* [What you need to do] In the records, swap every "jacket" for "coat" and give the lines again with nothing else changed.
--- BEGIN ---
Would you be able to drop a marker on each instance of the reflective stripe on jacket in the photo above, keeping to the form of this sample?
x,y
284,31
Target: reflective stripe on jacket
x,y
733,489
--- END ---
* [Answer to this problem]
Would you be able to drop a marker on each instance of the reflective stripe on coat in the photo above, keeping to the form of this sample?
x,y
284,31
Target: reflective stripe on coat
x,y
733,489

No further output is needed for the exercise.